• **Fragmento**
▽

El doctor Carlos Durand fue un médico partero que obtuvo reconocimiento en la sociedad porteña a mediados del siglo XIX y si su nombre ha trascendido hasta nuestros días es porque uno de los hospitales de la ciudad de Buenos Aires lleva su nombre.
Hablemos un poco de el. Nació en Salta de padre francés de profesión médico y su madre era de una familia patricia argentina de raíces norteñas. Tenía dos hermanos: Eduardo y Carolina. Desde joven se destacó por su mente brillante y su seductora presencia, siendo uno de los jóvenes más arrogantes de aquel entonces y siguió la carrera de su padre recibiéndose de médico en 1.846. Se dedicó a la obstetricia y al poco tiempo ganó fama y tuvo un enorme éxito como facultativo convirtiéndose en el médico partero de lo mas granado de la sociedad de Buenos Aires.

△

• **Datos**
▽

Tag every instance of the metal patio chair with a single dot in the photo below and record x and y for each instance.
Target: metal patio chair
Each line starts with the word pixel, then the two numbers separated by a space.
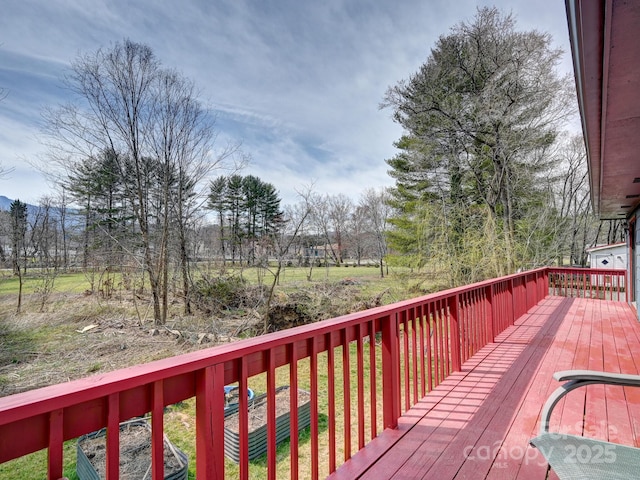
pixel 577 457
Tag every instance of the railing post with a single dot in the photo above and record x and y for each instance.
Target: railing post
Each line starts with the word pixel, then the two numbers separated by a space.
pixel 488 313
pixel 454 333
pixel 390 379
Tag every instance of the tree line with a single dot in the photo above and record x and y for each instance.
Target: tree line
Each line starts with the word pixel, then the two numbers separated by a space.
pixel 486 182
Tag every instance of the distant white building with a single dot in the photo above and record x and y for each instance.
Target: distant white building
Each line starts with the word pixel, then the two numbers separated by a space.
pixel 612 256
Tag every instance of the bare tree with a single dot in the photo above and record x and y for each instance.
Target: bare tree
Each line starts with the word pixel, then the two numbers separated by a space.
pixel 160 139
pixel 374 205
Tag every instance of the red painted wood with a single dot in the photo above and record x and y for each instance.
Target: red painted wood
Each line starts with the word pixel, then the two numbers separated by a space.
pixel 209 401
pixel 373 397
pixel 113 437
pixel 315 467
pixel 390 380
pixel 431 448
pixel 360 387
pixel 346 399
pixel 332 408
pixel 293 408
pixel 450 326
pixel 55 444
pixel 271 416
pixel 157 430
pixel 243 420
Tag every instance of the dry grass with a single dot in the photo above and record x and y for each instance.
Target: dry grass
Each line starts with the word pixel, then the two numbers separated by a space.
pixel 39 349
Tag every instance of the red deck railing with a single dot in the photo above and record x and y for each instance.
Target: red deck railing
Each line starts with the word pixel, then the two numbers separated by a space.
pixel 390 355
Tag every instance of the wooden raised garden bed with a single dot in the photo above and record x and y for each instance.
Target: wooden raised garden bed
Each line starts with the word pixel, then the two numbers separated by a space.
pixel 258 423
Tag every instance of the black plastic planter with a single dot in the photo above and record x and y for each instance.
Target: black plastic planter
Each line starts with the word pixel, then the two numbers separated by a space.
pixel 91 454
pixel 258 436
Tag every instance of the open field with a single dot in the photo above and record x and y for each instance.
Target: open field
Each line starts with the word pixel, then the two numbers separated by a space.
pixel 77 334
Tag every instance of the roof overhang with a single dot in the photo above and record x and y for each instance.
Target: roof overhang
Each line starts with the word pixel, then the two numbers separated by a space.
pixel 605 39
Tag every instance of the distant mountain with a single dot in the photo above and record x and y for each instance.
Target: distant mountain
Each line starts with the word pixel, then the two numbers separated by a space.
pixel 5 203
pixel 33 210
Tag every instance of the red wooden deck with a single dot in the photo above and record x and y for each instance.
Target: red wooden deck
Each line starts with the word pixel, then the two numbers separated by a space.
pixel 478 422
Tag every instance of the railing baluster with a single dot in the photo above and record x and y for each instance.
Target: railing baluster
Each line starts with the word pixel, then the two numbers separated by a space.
pixel 56 442
pixel 414 354
pixel 346 379
pixel 271 414
pixel 113 437
pixel 390 363
pixel 405 355
pixel 372 379
pixel 157 430
pixel 209 427
pixel 331 387
pixel 314 409
pixel 420 312
pixel 430 344
pixel 243 419
pixel 293 409
pixel 360 382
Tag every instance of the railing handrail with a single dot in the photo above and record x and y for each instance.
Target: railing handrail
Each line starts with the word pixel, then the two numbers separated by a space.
pixel 58 396
pixel 492 306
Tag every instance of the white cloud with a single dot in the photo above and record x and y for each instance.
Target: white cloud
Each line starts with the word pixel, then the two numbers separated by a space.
pixel 299 82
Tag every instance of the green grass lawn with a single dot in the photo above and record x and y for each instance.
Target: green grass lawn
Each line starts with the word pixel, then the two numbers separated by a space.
pixel 180 419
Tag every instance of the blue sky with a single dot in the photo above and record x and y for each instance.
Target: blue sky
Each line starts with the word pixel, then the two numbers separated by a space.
pixel 298 82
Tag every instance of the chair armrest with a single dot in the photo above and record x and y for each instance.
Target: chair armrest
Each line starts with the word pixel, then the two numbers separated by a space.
pixel 580 378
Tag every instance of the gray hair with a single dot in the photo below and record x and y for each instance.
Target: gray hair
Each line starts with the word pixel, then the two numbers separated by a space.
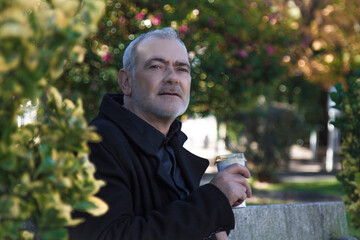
pixel 130 54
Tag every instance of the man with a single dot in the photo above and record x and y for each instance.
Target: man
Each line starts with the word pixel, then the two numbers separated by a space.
pixel 152 181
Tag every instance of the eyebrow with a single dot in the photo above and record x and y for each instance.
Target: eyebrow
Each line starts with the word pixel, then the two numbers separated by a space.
pixel 162 60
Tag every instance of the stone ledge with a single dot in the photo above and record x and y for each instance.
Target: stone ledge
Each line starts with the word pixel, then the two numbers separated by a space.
pixel 304 221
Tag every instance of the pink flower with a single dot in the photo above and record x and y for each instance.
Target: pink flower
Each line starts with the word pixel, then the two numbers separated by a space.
pixel 182 29
pixel 107 57
pixel 270 50
pixel 248 68
pixel 157 19
pixel 241 53
pixel 211 21
pixel 94 86
pixel 140 16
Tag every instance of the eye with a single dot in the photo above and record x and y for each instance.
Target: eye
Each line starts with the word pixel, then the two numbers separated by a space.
pixel 183 69
pixel 155 66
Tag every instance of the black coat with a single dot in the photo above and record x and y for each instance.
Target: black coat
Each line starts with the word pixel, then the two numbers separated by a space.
pixel 142 205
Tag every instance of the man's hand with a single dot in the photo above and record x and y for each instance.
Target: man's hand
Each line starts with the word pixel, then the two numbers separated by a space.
pixel 221 236
pixel 232 182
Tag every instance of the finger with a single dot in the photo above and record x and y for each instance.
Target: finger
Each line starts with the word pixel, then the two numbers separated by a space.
pixel 243 182
pixel 237 168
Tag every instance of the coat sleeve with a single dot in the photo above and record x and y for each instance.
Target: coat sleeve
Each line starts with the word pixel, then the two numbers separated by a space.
pixel 199 216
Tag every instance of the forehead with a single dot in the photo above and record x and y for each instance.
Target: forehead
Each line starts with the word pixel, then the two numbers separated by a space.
pixel 169 49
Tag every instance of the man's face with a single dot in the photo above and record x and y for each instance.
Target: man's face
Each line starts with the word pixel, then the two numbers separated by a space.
pixel 161 81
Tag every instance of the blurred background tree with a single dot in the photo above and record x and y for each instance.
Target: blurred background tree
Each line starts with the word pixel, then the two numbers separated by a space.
pixel 245 56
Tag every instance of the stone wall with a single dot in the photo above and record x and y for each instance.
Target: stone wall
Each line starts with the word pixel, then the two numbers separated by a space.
pixel 305 221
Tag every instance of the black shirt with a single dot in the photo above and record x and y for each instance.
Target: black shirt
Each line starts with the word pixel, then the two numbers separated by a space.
pixel 164 152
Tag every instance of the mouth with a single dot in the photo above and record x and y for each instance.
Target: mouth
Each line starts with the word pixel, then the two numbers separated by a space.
pixel 170 94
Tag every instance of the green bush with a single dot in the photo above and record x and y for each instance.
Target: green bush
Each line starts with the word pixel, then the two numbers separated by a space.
pixel 44 170
pixel 348 102
pixel 266 135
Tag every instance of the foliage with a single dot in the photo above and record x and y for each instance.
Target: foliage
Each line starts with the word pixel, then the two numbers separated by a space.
pixel 330 45
pixel 236 50
pixel 44 171
pixel 268 133
pixel 348 102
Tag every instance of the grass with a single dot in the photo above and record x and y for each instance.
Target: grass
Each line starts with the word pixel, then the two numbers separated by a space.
pixel 324 187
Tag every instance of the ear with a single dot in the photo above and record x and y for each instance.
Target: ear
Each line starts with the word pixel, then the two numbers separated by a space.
pixel 125 80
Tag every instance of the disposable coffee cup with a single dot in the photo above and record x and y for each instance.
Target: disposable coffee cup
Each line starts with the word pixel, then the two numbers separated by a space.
pixel 223 161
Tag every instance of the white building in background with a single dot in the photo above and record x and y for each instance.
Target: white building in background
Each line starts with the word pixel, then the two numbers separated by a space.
pixel 333 144
pixel 203 137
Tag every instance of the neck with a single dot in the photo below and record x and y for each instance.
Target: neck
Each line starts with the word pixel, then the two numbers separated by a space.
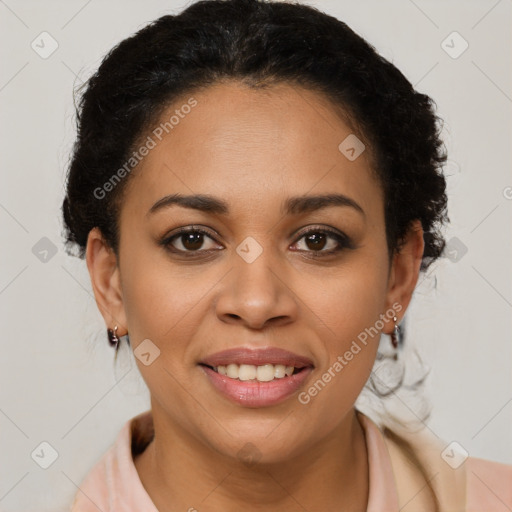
pixel 180 473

△

• **Problemas por resolver**
#1 Según el fragmento sobre Carlos Durand, ¿por qué su nombre ha trascendido hasta nuestros días? Explícalo en una a tres oraciones.
#2 Retoma el texto sobre Carlos Durand y continúalo a partir de su última oración.

• **Respuestas**
#1 El nombre de Carlos Durand ha trascendido hasta nuestros días porque uno de los hospitales de la ciudad de Buenos Aires lleva su nombre.

#2
Aparte de esto hizo incursión en la política siendo elegido diputado en 1.859 por la Campaña de Buenos Aires. En ese momento la Cámara contaba con notables legisladores como Carlos Tejedor, Marcelino Ugarte y Luis María Drago entre otros. Su paso por la misma no fue brillante pues los diarios de la época no registran importantes discursos suyos.
Era un partido especial, el candidato favorito entre las madres con niñas casaderas, médico, famoso y con una considerable fortuna pero aparentemente decidido a permanecer soltero hasta que sorprendió a todos cuando ya habiendo cumplidos los cuarenta y cuatro años y considerado un hombre mayor, se casó con Amalia Pelliza Pueyrredón en el año 1.869.
Amalia tenía solamente catorce años y pertenecía a una familia patricia –era nieta del General Pueyrredón- que ya casi no tenía bienes. Los Pelliza Pueyrredón estaban en bancarrota. En esa familia se destacaba Josefina, poeta y novelista, famosa por su belleza. Amalia no era tan linda como su hermana pero encantos no le faltaban.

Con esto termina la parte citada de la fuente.